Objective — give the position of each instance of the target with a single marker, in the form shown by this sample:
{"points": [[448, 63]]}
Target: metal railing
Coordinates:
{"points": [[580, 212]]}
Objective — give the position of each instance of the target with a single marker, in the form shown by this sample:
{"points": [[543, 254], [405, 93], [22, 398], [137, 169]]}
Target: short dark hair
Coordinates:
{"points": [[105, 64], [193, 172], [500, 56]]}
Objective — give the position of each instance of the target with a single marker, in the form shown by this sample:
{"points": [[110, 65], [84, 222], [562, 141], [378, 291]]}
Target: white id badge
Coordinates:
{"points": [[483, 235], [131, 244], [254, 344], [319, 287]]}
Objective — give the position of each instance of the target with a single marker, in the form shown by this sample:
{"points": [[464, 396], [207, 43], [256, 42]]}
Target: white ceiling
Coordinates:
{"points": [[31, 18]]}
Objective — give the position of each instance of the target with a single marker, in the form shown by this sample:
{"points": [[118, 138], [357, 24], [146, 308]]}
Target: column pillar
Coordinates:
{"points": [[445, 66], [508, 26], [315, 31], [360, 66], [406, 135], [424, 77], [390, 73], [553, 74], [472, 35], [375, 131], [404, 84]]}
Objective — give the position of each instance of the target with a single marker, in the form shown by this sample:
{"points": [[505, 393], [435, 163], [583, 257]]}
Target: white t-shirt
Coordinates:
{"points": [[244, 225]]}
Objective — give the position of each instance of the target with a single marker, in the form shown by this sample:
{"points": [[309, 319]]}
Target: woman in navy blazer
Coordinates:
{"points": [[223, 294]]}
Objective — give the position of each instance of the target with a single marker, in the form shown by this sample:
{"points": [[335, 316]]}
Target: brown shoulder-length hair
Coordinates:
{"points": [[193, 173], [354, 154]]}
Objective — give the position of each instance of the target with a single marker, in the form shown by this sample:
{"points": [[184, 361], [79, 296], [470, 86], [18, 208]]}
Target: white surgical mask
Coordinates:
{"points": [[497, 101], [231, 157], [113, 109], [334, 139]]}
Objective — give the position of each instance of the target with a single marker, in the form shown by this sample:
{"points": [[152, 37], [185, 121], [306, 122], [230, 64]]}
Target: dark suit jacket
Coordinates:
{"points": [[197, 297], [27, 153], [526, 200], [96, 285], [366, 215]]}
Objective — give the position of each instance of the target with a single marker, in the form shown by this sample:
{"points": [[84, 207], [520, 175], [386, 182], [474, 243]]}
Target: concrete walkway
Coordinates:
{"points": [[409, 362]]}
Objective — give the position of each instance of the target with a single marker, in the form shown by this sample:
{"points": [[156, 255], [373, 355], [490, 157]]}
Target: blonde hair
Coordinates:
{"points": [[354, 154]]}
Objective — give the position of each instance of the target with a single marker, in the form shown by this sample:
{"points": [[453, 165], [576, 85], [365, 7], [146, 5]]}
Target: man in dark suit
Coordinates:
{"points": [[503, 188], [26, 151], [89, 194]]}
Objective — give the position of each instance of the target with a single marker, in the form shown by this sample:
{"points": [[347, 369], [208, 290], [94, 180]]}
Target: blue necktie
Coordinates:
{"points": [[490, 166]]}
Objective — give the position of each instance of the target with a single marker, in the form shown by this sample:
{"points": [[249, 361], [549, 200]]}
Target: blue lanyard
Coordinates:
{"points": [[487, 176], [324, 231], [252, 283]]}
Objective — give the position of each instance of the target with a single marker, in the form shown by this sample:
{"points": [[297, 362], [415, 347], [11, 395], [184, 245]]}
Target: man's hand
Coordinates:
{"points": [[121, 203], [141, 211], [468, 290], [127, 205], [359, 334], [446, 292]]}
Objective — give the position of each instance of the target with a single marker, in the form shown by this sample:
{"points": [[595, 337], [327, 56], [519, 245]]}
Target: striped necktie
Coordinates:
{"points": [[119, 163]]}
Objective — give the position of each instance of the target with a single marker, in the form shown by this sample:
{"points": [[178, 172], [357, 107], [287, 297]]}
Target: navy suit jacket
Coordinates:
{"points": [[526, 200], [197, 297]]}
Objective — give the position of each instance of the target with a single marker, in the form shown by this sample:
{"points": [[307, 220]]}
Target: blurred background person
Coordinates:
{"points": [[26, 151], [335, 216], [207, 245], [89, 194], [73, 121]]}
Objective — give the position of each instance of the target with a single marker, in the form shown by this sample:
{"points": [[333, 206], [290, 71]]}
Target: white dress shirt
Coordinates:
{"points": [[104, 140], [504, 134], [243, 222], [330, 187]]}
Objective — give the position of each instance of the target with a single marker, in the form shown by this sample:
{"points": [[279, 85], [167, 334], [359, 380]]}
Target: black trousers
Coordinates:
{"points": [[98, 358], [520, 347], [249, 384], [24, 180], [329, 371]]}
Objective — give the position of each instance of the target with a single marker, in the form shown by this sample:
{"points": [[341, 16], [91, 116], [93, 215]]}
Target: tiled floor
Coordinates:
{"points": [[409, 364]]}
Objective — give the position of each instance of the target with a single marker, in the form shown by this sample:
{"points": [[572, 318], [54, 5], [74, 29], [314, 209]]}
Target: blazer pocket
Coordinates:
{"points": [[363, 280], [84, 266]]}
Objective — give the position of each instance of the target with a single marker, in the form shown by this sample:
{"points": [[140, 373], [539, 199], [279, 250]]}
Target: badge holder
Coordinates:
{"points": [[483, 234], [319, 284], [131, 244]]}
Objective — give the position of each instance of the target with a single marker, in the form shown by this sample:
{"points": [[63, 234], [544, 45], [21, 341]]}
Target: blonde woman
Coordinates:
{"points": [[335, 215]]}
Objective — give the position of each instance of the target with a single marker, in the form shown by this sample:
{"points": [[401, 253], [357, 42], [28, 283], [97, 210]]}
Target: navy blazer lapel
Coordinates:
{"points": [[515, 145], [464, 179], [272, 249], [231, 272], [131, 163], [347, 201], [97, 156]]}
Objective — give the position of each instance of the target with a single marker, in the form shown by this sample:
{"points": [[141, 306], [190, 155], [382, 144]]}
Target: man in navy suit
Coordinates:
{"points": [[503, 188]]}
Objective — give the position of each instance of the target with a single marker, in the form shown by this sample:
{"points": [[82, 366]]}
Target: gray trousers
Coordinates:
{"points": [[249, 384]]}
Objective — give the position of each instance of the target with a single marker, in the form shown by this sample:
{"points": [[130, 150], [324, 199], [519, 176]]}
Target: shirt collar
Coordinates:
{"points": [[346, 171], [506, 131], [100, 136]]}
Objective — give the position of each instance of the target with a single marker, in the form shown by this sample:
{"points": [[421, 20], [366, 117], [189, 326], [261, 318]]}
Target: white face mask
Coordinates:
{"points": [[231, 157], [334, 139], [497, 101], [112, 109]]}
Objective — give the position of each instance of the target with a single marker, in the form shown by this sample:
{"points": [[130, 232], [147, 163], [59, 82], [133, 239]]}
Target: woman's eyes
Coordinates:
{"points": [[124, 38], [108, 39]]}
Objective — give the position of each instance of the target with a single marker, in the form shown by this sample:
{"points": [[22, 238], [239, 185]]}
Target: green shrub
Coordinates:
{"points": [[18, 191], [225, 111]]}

□ □ □ □

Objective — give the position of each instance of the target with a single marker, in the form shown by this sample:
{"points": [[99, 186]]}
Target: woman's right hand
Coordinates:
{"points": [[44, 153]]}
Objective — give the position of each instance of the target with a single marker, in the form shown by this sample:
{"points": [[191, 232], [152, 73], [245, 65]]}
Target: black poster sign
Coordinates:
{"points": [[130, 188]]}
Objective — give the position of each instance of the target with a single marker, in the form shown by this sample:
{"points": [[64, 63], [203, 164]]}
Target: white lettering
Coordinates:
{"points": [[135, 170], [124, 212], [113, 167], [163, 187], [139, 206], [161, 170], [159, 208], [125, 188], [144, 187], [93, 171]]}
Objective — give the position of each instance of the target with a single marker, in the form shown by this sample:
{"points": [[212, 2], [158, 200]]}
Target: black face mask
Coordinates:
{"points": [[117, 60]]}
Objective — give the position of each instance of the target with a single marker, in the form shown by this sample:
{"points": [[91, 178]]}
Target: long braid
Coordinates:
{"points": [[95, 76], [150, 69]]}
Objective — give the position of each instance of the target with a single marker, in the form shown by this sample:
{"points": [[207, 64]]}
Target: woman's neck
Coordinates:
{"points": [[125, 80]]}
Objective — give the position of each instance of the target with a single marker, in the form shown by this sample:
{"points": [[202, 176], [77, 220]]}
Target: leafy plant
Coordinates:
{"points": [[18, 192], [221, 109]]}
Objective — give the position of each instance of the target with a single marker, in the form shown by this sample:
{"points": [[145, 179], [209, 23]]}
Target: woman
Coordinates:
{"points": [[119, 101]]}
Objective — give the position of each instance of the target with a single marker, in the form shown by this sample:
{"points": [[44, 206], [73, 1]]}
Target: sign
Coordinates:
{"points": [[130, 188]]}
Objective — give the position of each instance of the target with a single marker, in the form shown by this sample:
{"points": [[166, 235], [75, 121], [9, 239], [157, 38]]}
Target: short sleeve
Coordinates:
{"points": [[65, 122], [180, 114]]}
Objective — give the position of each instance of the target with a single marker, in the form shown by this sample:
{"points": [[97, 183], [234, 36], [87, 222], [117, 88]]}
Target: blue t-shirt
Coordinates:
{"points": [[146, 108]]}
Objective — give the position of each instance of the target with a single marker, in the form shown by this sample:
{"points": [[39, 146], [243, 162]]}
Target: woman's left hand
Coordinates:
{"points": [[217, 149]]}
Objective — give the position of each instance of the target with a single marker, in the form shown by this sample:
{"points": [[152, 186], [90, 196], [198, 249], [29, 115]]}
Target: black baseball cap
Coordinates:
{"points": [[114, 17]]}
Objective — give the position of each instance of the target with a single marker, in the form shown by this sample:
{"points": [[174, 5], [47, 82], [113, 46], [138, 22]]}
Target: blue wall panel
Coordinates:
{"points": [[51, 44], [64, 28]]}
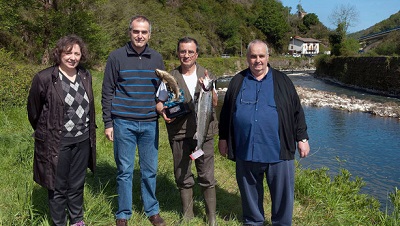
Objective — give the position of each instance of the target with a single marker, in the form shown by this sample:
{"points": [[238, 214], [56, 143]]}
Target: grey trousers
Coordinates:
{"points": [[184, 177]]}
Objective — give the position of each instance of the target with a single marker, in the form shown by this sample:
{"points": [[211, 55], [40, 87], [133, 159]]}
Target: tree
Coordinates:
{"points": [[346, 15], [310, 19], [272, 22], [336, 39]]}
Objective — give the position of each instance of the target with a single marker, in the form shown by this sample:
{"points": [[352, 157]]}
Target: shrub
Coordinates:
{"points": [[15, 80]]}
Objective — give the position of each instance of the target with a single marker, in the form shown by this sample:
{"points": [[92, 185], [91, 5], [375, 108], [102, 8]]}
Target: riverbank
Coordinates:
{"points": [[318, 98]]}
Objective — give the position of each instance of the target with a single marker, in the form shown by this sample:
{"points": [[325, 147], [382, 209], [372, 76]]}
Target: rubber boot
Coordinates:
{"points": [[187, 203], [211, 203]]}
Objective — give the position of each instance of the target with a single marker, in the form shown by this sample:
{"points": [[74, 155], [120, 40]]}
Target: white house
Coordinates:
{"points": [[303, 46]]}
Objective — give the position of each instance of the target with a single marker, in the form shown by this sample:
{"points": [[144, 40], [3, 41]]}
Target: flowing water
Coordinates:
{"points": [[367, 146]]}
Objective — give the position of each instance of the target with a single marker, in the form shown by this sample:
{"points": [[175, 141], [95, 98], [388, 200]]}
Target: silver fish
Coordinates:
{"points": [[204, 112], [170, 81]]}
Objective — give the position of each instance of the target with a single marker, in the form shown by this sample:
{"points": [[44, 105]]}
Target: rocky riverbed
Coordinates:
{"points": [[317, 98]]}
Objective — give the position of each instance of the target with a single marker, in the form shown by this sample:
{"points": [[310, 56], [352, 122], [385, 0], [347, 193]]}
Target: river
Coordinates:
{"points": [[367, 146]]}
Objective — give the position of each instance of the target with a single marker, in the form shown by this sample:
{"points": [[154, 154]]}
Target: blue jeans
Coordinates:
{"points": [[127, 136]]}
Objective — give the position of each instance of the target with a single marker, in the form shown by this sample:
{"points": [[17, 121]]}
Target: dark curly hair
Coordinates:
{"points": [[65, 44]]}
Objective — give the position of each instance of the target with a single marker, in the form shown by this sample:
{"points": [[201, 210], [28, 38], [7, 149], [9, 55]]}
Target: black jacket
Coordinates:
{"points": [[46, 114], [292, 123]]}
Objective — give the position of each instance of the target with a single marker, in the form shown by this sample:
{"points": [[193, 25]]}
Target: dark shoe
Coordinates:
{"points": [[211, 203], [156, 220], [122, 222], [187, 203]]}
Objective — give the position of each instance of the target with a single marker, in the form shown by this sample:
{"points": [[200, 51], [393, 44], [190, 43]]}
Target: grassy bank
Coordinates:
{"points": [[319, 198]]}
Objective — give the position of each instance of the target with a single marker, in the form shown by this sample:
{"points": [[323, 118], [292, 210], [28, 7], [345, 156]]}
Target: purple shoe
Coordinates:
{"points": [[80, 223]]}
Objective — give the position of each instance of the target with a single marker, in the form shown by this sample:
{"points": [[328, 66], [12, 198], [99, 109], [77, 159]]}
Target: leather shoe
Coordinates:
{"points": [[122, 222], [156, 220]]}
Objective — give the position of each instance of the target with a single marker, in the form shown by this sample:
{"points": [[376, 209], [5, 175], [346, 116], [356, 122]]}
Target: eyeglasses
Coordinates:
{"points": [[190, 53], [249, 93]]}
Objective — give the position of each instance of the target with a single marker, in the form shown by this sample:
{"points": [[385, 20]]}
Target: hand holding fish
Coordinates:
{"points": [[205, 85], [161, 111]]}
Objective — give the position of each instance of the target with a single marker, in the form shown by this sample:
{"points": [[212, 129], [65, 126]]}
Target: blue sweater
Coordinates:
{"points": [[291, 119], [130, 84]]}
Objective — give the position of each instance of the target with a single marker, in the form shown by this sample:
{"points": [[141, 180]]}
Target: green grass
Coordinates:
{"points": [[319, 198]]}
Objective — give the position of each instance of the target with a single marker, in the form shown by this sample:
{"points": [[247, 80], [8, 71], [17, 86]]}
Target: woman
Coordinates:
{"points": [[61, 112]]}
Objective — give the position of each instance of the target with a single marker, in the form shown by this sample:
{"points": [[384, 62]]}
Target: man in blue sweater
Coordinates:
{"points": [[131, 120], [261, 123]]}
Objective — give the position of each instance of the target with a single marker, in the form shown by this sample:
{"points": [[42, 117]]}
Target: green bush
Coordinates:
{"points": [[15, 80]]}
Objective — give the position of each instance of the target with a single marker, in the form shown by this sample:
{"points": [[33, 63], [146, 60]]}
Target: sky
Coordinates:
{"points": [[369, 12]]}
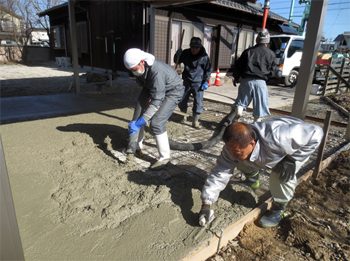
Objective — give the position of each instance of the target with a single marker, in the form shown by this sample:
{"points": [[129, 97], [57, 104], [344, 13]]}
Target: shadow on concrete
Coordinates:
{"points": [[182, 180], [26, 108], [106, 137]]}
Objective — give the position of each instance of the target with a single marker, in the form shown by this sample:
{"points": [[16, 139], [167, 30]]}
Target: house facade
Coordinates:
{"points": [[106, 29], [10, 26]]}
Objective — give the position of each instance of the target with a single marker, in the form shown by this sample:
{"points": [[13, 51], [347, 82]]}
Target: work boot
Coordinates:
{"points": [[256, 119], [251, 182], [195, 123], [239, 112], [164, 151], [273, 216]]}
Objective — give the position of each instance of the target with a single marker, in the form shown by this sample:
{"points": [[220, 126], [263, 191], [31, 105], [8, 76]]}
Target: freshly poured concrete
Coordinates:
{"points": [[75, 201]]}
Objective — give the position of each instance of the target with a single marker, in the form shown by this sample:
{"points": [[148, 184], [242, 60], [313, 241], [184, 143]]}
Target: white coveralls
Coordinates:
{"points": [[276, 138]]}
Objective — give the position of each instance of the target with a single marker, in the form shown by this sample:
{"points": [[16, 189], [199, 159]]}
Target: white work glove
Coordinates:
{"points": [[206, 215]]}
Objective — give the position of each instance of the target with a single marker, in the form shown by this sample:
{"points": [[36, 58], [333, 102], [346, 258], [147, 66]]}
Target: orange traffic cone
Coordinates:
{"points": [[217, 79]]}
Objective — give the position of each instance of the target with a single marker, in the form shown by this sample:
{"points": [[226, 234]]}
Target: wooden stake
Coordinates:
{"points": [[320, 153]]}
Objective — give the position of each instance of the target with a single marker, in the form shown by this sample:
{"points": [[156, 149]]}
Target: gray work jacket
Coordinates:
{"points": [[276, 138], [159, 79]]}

□ □ □ □

Work instructions: State how many lines of the records above contain the word "white", and give only that number.

Output for this exercise: 10